What needs to be done:
Locate every line in the records below that contains the word "orange", and copy each of those lines.

Rows from a dataset:

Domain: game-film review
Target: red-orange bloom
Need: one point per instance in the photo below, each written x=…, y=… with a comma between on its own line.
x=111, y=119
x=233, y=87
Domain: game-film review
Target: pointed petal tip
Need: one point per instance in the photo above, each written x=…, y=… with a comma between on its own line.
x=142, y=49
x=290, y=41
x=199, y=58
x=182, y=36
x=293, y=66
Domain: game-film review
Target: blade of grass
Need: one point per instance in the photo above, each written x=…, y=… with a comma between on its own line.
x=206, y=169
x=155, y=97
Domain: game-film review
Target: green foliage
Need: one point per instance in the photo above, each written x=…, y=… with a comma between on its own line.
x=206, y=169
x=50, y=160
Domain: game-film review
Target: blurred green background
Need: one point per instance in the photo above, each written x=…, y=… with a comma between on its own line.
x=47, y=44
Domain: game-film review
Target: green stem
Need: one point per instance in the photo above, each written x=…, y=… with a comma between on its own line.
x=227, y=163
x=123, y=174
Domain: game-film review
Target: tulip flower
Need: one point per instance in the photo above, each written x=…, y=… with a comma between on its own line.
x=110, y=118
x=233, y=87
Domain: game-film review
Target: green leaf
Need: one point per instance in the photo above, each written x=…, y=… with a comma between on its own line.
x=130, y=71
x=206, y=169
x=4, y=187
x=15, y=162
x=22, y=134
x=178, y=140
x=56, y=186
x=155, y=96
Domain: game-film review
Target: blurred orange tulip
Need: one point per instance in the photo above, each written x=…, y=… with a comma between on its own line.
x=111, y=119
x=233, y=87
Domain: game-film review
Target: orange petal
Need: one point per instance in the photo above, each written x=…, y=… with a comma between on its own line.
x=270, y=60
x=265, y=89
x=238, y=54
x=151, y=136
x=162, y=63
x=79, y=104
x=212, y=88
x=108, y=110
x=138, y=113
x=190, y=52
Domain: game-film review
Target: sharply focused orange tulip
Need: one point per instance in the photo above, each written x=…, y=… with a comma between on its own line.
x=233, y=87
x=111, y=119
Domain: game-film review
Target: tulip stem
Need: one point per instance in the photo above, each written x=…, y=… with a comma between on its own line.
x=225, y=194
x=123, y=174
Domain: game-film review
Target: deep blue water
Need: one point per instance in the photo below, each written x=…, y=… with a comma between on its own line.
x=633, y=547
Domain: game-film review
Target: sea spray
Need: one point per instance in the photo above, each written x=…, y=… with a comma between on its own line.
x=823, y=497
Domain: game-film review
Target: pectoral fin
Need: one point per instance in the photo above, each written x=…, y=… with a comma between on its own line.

Solution:
Target: red-orange bloom
Target: blurred orange tulip
Target: orange petal
Target: sharply focused orange tulip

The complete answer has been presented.